■ **EXTRAIT À LIRE**:
Les musées bénéficiaires des libéralités de la comtesse d’Armandy

Le musée militaire de Fontainebleau a conservé, dans les années 1940, des « souvenirs » d’Édouard et d’Eugène Buisson d’Armandy donnés par la comtesse d’Armandy (CHA, Vincennes, GR 7 YD 1309, courrier du 2 novembre 1947 d’Hugo de Fichtner, fondateur du musée de Fontainebleau en 1938, adressé aux archives administratives de Paris). À Paris, le musée de l’Armée a bénéficié lui aussi de dons successifs des époux Buisson d’Armandy (en 1904 et 1934) et du legs de la comtesse en 1950, soit deux portraits peints d’Édouard Buisson d’Armandy (n° inv. 08095 et 6067) et 120 figurines de soldats d’étain.

Surtout, la collection de tableaux et d’objets d’art réunie par la comtesse d’Armandy, principalement entre 1878 et 1937, a été reçue en don par le musée des Beaux-Arts de Dijon en 1937 (archives du musée des Beaux-Arts de Dijon, Aa 21). Pauline d’Armandy fait cette donation au musée dijonnais (après avoir envisagé aussi le musée de Grenoble) à la fois en son nom et en celui de son époux récemment disparu. Dans une correspondance qui débute en 1936, elle informe Paul Gasq, directeur du musée, des peintures et dessins les plus remarquables en sa possession (École de Cimabue, École flamande, Boily, Vestier, Lauwrence, Vernet, Millet, Gasté) et de « différentes autres collections »: « Égypte, Chine, Thibet (tableaux), Perse, ainsi que des objets venant des empereurs de Russie (ceci donné à ma famille) ».

Le registre de La Vie du musée (1935-1938) précise une entrée de la donation en deux temps. D’une part, le 17 août 1936 : « Tableaux – Porcelaines russes, françaises, Sèvres ancien, Saxe ancien – Objets divers de Chine et du Japon, du Thibet – Collection égyptienne – Vases, grecs phéniciens, Égypte, Pérou – Monnaies diverses : grecques, romaines, russes, etc. – Petite commode Louis XVI avec beau marbre etc. » Puis, le 30 avril 1937 : « […] des pièces d’or anciennes, des bibelots de toutes sortes, de l’orfèvrerie d’argent et des bandelettes provenant de momies d’Égypte, une icône russe dorée, sous verre, etc. une robe de mandarin chinois en soie bleue brodée d’or (magnifique costume). »

■ **EXERCICES**:
[A] Répondez aux questions suivantes à partir de l'extrait.
(i) En quelle année Hugo de Fichtner a-t-il fondé le musée de Fontainebleau ?
(ii) Quel autre musée la comtesse d'Armandy avait-elle envisagé pour sa donation, outre celui de Dijon ?
(iii) À quelle date le registre de La Vie du musée situe-t-il la première entrée de la donation ?
[B] Reprenez mot pour mot le passage de l'extrait situé entre « Les musées bénéficiaires » et « de soldats d’étain. », ces deux bornes comprises.
[C] Résumez plus brièvement le paragraphe de l'extrait qui commence par « Surtout, la collection de tableaux », en conservant ses faits essentiels.
Il n'est pas nécessaire de consulter les enregistrements.

■ **RELEVÉ**:
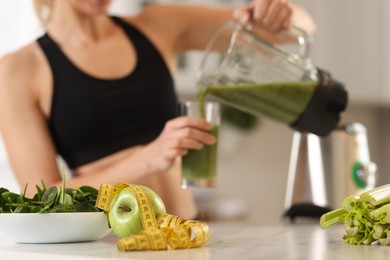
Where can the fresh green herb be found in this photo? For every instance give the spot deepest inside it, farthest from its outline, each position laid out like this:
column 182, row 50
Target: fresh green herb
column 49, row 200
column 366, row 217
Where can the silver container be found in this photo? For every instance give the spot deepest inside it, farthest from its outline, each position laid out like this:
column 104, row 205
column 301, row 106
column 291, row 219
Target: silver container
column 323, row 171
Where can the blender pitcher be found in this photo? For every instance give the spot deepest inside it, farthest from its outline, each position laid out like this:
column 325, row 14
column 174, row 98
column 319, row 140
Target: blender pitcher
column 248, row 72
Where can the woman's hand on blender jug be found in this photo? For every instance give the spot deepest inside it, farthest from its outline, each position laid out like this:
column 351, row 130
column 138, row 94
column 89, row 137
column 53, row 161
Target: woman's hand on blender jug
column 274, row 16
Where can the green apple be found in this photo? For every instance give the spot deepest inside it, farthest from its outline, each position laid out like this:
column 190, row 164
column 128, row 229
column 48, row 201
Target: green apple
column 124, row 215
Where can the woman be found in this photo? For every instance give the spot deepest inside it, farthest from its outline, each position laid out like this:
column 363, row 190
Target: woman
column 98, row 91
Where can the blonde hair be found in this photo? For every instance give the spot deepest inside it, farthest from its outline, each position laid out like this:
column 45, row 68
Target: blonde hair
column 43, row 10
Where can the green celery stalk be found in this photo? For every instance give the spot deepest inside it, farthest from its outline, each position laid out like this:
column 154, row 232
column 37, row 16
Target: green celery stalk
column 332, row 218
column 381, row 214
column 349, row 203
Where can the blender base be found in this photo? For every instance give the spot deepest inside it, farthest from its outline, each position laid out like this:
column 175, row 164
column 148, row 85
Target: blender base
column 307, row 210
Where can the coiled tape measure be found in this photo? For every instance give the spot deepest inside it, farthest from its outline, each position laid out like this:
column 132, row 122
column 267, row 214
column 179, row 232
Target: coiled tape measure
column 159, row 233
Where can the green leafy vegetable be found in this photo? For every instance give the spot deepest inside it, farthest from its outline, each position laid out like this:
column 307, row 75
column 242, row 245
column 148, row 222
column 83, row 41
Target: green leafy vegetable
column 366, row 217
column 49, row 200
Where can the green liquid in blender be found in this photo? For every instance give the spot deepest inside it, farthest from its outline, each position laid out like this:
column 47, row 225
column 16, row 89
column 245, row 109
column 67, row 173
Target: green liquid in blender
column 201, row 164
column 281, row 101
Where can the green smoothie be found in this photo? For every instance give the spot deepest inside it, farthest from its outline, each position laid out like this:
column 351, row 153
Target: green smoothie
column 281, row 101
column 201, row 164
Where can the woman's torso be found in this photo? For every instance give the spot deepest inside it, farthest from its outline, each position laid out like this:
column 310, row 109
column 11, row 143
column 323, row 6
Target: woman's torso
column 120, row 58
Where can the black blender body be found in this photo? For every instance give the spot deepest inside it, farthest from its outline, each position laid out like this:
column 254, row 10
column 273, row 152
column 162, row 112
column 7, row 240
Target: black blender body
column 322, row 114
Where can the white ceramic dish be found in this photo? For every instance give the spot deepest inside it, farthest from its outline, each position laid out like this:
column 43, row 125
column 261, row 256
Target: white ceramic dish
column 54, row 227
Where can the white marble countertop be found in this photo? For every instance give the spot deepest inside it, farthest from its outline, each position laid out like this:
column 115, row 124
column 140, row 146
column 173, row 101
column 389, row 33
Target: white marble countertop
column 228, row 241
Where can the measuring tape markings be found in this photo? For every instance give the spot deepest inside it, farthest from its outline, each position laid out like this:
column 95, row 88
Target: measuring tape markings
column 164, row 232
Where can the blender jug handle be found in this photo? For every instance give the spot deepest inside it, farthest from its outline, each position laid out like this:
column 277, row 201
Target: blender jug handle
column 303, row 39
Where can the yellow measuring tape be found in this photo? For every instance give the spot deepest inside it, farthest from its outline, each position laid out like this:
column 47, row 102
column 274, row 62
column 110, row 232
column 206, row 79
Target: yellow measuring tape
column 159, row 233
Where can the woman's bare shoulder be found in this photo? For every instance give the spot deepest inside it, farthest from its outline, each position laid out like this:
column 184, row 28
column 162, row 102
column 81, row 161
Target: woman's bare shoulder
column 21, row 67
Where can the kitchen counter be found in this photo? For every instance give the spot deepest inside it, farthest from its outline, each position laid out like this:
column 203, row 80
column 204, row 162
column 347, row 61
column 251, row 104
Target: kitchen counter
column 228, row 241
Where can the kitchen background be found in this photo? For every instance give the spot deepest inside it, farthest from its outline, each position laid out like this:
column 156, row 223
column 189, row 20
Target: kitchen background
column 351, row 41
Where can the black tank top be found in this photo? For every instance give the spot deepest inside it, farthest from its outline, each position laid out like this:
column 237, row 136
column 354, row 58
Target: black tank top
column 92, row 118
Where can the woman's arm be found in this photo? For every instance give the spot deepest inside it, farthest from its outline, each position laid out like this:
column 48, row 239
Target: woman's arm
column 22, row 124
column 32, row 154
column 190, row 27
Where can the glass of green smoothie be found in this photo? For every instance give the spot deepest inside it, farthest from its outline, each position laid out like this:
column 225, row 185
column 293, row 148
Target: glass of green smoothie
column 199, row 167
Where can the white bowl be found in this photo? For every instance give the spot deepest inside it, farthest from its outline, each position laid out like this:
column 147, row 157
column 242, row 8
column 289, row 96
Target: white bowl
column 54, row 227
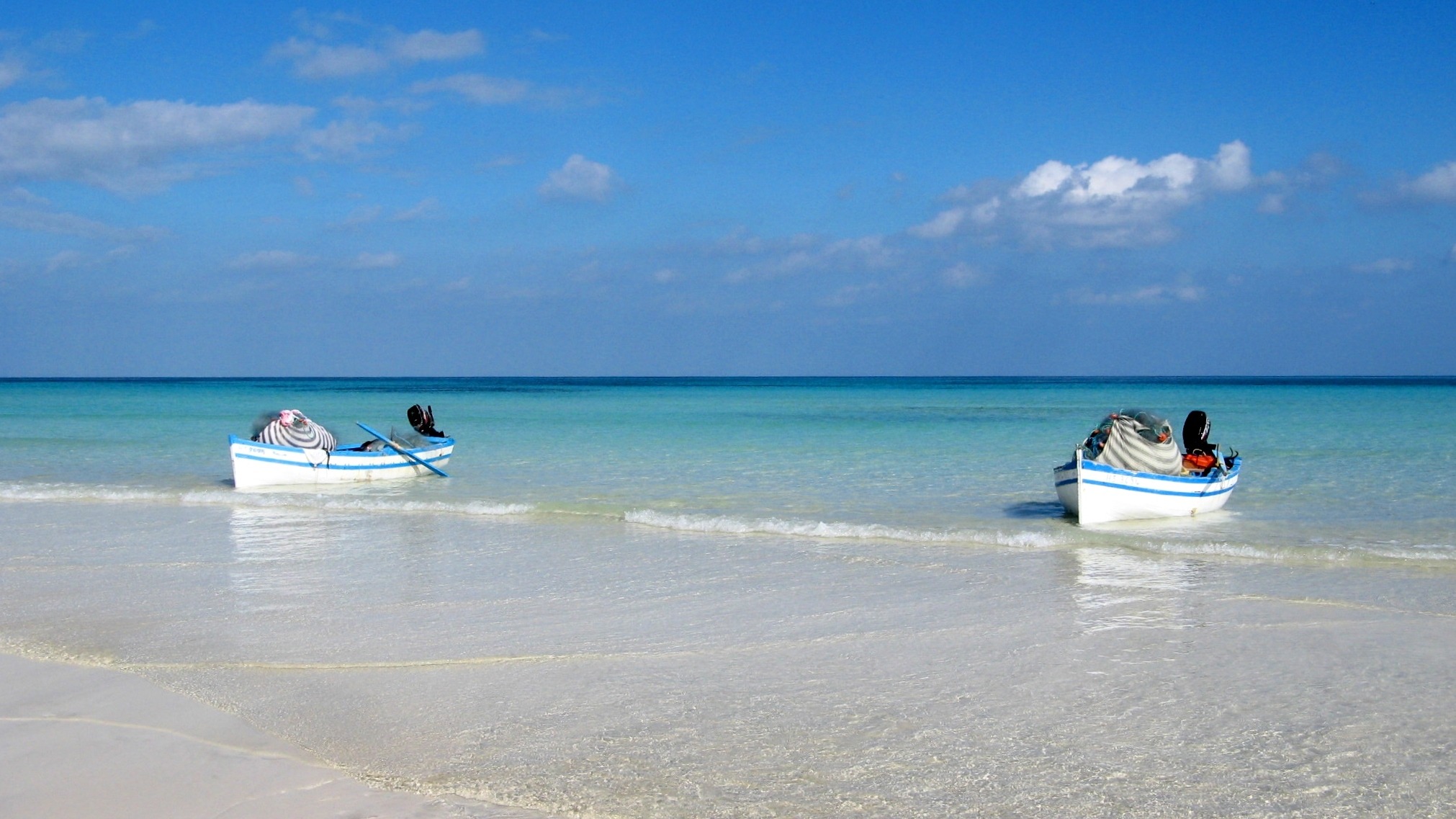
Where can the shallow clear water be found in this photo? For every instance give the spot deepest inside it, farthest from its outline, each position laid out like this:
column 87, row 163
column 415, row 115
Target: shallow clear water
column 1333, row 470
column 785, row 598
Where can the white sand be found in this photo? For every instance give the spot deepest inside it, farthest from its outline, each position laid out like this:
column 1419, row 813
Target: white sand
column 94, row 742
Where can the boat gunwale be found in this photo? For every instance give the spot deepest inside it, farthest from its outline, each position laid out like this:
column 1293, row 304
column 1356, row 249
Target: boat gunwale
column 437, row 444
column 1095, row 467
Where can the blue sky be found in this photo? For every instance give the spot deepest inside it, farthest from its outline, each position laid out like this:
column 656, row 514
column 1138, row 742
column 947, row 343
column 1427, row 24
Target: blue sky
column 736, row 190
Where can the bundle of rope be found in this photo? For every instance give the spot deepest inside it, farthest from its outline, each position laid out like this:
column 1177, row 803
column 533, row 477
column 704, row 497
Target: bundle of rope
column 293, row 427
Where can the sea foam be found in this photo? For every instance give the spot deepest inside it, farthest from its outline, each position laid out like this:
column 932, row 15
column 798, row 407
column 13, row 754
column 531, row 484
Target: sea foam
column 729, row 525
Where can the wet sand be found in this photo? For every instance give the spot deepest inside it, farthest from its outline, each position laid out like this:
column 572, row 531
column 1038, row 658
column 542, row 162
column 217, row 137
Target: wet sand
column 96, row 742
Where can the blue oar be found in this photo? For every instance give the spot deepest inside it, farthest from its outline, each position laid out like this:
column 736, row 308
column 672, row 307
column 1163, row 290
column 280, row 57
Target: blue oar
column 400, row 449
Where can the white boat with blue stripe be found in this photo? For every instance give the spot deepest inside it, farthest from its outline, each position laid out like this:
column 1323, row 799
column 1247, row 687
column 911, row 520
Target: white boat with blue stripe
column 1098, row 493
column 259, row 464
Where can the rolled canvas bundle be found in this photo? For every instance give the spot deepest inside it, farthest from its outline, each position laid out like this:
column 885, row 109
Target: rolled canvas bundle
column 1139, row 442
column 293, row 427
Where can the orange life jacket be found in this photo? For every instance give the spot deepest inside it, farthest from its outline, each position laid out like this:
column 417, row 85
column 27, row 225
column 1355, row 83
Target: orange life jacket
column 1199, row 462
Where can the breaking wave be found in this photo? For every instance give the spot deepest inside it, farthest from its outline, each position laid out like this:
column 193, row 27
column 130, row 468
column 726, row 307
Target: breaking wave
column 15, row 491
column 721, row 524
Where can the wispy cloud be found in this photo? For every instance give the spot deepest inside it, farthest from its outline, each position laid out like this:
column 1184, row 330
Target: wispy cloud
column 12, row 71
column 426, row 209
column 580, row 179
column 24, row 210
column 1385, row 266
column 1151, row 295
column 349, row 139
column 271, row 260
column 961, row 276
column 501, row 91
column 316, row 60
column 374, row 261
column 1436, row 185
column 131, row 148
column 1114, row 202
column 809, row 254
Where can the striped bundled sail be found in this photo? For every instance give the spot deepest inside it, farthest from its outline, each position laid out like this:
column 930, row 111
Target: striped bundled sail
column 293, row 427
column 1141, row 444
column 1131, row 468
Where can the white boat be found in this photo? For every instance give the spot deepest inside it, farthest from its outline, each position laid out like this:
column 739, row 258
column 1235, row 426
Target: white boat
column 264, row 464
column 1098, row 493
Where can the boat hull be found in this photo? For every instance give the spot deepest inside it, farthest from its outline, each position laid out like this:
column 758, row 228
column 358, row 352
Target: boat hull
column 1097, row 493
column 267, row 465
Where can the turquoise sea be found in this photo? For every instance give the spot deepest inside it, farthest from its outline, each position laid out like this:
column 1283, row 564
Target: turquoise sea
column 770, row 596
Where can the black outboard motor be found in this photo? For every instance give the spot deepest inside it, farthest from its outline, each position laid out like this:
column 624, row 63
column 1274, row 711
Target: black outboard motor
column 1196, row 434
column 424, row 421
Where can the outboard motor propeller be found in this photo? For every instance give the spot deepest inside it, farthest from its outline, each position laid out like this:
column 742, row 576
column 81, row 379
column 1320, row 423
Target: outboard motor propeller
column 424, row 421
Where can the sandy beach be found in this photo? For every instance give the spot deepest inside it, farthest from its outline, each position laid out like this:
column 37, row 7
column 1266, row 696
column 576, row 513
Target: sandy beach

■ **CORRIGÉ**:
[A]
(i) En 1938.
(ii) Le musée de Grenoble.
(iii) Le 17 août 1936.

[B]
Les musées bénéficiaires des libéralités de la comtesse d’Armandy

Le musée militaire de Fontainebleau a conservé, dans les années 1940, des « souvenirs » d’Édouard et d’Eugène Buisson d’Armandy donnés par la comtesse d’Armandy (CHA, Vincennes, GR 7 YD 1309, courrier du 2 novembre 1947 d’Hugo de Fichtner, fondateur du musée de Fontainebleau en 1938, adressé aux archives administratives de Paris). À Paris, le musée de l’Armée a bénéficié lui aussi de dons successifs des époux Buisson d’Armandy (en 1904 et 1934) et du legs de la comtesse en 1950, soit deux portraits peints d’Édouard Buisson d’Armandy (n° inv. 08095 et 6067) et 120 figurines de soldats d’étain.

[C] La comtesse d'Armandy a réuni une collection de tableaux et d'objets d'art, principalement entre 1878 et 1937. Le musée des Beaux-Arts de Dijon l'a reçue en don en 1937. Pauline d'Armandy, qui avait aussi envisagé le musée de Grenoble, fait cette donation en son nom et en celui de son époux récemment disparu. À partir de 1936, elle signale par lettre à Paul Gasq, directeur du musée, ses peintures et dessins les plus remarquables. Elle lui indique aussi d'autres collections venues d'Égypte, de Chine, du Thibet, de Perse, ainsi que des objets provenant des empereurs de Russie.